# What needs to be done:
Continue the article on evobrutinib and macrophages, picking up after its last sentence.

# Document passage:
—————

The investigational compound evobrutinib acts on the immune system by promoting anti-inflammatory behavior of macrophages — immune cells that engulf and digest pathogens — and the death of pro-inflammatory ones, a study reports.
This suggests benefits in systemic lupus erythematosus (SLE) and rheumatoid arthritis besides the suppression of B-cells.
The research, “Inhibition of Bruton’s Tyrosine Kinase (BTK) Prevents Inflammatory Macrophage Differentiation: A Potential Role in RA and SLE,” was presented at the recent 2018 American College of Rheumatology/Association for Rheumatology Health Professionals Annual Meeting in Chicago.
Bruton’s tyrosine kinase (BTK) was initially characterized as a mediator of B-cell receptor signaling in adaptive immunity, which is activated by pathogens and uses an immunological memory to respond appropriately.
However, accumulating evidence has shown that BTK also acts in cells of the innate immune system, such as macrophages and their precursors, monocytes. These cells may have pro-inflammatory and anti-inflammatory effects, playing a key role in both the exacerbation and control of autoimmune diseases.
Evobrutinib, a BTK inhibitor developed by Merck KGaA, suppresses B-cell responses and prevents innate immune activation via the Fc receptor. Preclinical studies suggested that evobrutinib may be effective in SLE and rheumatoid arthritis.
A team of researchers set out to study the impact of BTK inhibition with evobrutinib on the differentiation and activation of macrophages.
For this purpose, the investigators isolated monocytes from the peripheral blood of healthy volunteers and treated them with GM-CSF, a factor that usually makes monocytes grow into pro-inflammatory (M1) macrophages.
However, the results showed that BTK activation was mediated by the GM-CSF receptor, and treatment with evobrutinib caused M1 macrophages to die.

—————

Photo-based referring expression data:
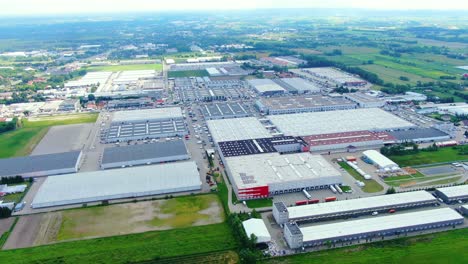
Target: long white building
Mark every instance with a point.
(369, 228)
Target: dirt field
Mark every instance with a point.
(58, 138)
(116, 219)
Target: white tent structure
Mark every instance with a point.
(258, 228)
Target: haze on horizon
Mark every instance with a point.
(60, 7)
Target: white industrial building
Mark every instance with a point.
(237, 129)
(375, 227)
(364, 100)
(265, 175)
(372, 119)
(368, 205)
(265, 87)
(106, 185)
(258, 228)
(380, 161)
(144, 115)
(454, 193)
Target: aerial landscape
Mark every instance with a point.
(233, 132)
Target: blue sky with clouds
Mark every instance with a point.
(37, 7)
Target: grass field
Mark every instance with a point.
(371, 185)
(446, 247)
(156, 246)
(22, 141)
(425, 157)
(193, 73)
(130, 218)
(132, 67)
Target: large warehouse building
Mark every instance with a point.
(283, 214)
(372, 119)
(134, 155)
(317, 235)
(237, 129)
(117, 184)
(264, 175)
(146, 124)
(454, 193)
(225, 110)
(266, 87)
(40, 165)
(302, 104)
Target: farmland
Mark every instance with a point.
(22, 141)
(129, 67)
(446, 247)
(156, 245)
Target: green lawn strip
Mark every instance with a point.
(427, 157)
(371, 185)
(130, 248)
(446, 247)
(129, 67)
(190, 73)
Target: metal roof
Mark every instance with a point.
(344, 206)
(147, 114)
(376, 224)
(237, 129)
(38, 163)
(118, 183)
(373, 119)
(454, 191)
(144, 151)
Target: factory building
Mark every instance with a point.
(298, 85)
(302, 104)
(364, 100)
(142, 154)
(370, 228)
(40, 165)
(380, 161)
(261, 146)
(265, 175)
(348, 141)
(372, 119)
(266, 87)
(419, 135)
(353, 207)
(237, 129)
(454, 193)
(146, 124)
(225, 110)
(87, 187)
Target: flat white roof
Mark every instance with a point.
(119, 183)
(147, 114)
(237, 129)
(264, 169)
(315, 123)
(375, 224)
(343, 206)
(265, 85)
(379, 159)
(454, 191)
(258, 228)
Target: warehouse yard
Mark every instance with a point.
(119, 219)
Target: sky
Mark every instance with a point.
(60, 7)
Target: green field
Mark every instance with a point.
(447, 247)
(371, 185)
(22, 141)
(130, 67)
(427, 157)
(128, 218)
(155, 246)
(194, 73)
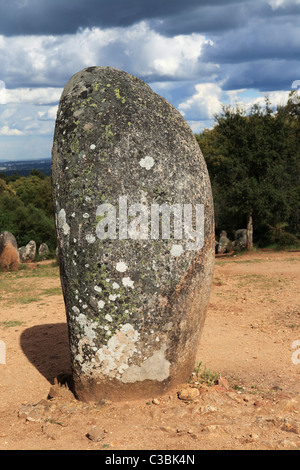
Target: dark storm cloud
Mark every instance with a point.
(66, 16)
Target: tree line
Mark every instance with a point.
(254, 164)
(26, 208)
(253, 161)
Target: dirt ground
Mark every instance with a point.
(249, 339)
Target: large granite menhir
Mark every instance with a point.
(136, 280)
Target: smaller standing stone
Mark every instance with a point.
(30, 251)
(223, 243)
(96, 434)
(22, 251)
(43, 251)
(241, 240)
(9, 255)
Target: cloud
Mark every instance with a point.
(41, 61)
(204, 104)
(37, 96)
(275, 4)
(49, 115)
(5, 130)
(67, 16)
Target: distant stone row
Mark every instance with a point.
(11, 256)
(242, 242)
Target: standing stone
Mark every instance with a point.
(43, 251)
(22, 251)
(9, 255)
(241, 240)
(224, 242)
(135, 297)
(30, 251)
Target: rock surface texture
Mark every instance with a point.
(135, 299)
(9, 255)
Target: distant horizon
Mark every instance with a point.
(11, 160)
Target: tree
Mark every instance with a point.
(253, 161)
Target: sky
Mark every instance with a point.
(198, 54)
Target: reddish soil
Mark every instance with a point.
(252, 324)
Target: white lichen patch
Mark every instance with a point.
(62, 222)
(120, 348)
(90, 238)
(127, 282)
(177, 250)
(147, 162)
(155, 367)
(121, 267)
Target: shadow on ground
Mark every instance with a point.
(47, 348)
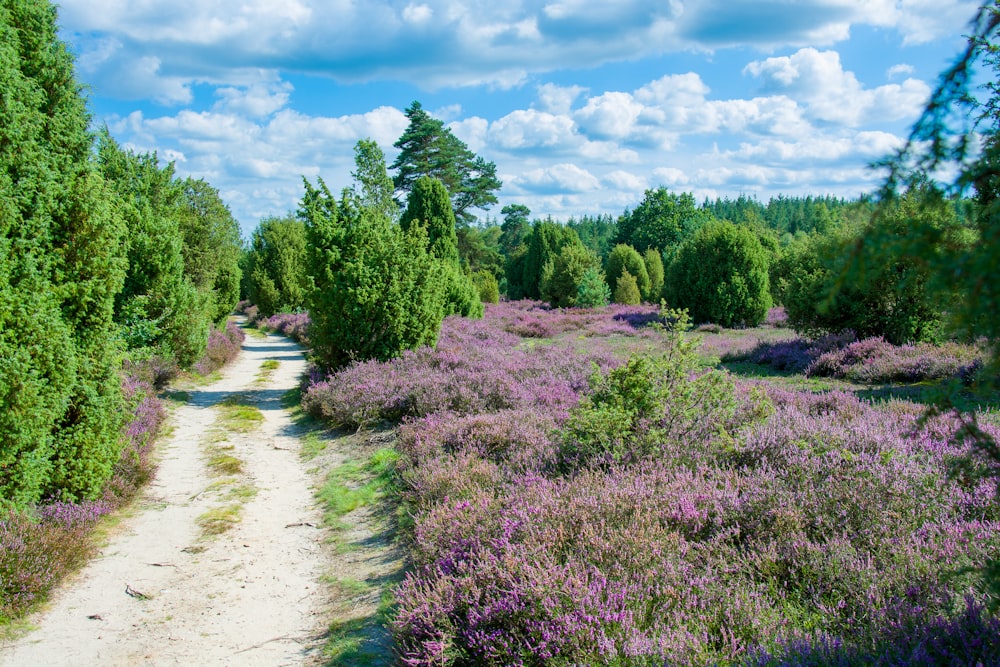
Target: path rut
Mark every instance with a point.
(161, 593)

—————

# Solved exercise:
To determine if monocytes were converting into pro-inflammatory or anti-inflammatory (M2) macrophages, the researchers examined a range of molecules specific to each macrophage subtype.
They found that, after treatment with evobrutinib, monocytes were producing significantly less of the pro-inflammatory molecules interleukin (IL)-1 beta and TNF-alpha, but more of the IL-10 anti-inflammatory protein, suggesting that these cells were turning into M2 macrophages.
M2 macrophages also worked better after treatment, clearing death cells in a more efficient way than prior to treatment.
“Our findings show that BTK inhibition hinders M1 macrophage differentiation and skews monocytes towards an anti-inflammatory M2 phenotype, while enhancing apoptotic cell uptake by M2 cells,” the scientists wrote.
According to the team, these findings suggest that evobrutinib could have additional benefits in autoimmune diseases such as SLE and rheumatoid arthritis, by targeting both B-cells and myeloid cells, which include monocytes and macrophages.
Of note, three of the study’s authors are affiliated with Merck KGaA, while another is affiliated with EMD Serono (Merck KgaA in the U.S. and Canada).